====== Document text

THE SQL Server Blog Spot on the Web

Welcome to SQLblog.com - The SQL Server blog spot on the web Sign in | |
in Search

Kalen Delaney

T-SQL Tuesday #002: Non-aggregated columns in a GROUP BY query

It's time for the second T-SQL Tuesday, once again managed by Adam Machanic. Since my first T-SQL Tuesday post dealt with my long years with the SQL Server product, I decided to continue in that vein.  Adam asked for us to write something about a puzzle we had to deal with, involving TSQL. I decided to write about one of the most puzzling behaviors of the TSQL language, that fortunately went away many versions ago….

When I started working with Sybase, over 22 years ago, I was hired as a Technical Support Analyst. The company was new and small, and didn't have a lot of internal training procedures in place, so I was basically just given the manuals to read for a couple of weeks before being put on the phones with customers.

My only knowledge of SQL and relational database systems was from a one semester course I had taken at UC Berkeley, taught by Michael Stonebraker. But, at least that was something, better than nothing.  I remember reading the TSQL manual, practically cover to cover, and encountering a very strange feature of queries using GROUP BY. I didn't completely understand it, but it seemed very strange. But I just kept reading, because I would have to face my first customer call… very soon. I remember that very first call, because I actually was able to provide some support. The caller was puzzled by the behavior he was getting from a certain TSQL query, the problem description sounded very much like something like the mysterious GROUP BY behavior I had read about just a day or two before.  And I was able to solve his problem that day, on my very first call.

============

Required task a —
Answer these from the blog post, one per line:
(i) Who is managing the second T-SQL Tuesday?
(ii) What position was the writer hired for at Sybase?
(iii) Who taught the one-semester course the writer took at UC Berkeley?

====== Task material

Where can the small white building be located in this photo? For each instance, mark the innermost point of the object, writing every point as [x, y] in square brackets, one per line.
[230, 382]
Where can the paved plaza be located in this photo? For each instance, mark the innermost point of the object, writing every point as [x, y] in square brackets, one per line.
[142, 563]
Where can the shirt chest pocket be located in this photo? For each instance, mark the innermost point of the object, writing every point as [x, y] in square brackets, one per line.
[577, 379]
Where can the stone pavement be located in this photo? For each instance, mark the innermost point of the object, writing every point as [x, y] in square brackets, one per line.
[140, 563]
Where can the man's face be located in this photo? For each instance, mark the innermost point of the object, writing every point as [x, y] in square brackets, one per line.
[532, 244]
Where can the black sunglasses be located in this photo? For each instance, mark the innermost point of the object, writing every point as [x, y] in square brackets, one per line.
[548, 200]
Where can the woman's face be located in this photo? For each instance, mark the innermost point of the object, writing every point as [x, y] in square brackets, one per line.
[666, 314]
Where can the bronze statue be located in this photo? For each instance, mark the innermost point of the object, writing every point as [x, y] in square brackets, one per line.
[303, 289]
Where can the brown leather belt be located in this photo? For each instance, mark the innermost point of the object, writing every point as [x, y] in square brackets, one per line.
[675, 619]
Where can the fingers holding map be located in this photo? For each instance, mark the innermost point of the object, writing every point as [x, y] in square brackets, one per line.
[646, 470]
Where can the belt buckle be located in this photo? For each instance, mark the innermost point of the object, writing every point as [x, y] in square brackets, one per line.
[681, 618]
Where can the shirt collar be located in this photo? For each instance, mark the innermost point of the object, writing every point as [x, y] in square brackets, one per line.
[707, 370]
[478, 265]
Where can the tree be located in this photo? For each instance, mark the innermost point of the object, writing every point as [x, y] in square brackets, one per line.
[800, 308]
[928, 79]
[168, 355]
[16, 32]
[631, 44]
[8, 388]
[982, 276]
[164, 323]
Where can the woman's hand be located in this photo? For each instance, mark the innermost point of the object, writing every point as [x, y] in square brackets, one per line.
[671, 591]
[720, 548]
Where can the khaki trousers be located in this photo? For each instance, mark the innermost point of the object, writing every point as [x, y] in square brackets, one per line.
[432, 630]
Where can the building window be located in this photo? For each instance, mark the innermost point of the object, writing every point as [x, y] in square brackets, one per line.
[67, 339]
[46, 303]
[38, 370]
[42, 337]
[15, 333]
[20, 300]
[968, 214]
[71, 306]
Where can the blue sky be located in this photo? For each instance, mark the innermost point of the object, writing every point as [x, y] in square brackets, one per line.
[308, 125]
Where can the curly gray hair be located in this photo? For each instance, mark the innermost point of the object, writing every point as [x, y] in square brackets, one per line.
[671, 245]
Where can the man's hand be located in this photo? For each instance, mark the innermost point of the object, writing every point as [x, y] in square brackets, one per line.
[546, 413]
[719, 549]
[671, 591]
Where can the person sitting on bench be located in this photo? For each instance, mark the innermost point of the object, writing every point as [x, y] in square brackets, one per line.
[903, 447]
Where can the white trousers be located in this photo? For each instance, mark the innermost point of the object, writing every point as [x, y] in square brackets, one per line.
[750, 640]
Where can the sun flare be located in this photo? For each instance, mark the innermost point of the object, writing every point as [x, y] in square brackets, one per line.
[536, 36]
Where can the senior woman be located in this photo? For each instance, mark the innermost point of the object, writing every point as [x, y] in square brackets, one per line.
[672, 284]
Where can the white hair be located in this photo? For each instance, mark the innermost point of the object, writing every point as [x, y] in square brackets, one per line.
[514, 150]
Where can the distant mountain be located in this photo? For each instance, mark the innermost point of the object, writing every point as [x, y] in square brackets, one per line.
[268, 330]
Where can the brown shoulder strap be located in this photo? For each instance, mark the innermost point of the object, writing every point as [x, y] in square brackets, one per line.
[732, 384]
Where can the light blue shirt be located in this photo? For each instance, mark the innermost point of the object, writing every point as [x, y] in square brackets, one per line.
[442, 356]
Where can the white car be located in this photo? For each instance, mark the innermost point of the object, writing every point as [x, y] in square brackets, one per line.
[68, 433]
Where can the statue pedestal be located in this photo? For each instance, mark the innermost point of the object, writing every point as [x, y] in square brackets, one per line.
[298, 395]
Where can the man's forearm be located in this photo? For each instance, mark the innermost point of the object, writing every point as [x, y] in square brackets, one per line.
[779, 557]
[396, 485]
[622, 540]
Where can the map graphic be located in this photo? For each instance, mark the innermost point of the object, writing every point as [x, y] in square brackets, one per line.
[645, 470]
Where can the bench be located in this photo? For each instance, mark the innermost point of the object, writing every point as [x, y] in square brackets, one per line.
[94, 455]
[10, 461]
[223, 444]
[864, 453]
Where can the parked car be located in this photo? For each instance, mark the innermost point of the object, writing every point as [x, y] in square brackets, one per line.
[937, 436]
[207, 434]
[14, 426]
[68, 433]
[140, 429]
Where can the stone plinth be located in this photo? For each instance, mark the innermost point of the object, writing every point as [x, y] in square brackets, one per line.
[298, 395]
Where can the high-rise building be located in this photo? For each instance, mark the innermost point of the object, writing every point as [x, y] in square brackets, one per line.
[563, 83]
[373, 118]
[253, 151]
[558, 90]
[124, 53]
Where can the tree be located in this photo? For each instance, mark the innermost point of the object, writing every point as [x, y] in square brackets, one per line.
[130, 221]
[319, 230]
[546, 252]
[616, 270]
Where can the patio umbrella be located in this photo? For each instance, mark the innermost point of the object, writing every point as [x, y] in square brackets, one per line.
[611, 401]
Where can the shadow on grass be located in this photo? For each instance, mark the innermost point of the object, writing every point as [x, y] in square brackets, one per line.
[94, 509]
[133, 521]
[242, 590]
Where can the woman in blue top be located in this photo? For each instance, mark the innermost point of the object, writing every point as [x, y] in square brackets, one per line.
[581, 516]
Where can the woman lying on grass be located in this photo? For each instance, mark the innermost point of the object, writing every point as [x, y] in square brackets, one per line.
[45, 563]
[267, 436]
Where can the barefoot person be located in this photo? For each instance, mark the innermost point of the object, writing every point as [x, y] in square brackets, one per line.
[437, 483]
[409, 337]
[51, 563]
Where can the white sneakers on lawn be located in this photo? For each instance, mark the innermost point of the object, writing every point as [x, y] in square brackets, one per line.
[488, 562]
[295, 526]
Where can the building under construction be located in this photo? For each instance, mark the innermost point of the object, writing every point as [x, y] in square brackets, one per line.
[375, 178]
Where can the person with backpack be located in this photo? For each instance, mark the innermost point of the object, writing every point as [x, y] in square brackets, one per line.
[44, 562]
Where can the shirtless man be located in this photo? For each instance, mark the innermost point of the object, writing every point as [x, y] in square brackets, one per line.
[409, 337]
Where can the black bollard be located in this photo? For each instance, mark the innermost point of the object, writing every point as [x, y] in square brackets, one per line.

============

Required task b —
Please pull out every line of the rows that contains the string "grass".

Written answer a —
(i) Adam Machanic
(ii) Technical Support Analyst
(iii) Michael Stonebraker

Written answer b —
Where can the shadow on grass be located in this photo? For each instance, mark the innermost point of the object, writing every point as [x, y] in square brackets, one per line.
Where can the woman lying on grass be located in this photo? For each instance, mark the innermost point of the object, writing every point as [x, y] in square brackets, one per line.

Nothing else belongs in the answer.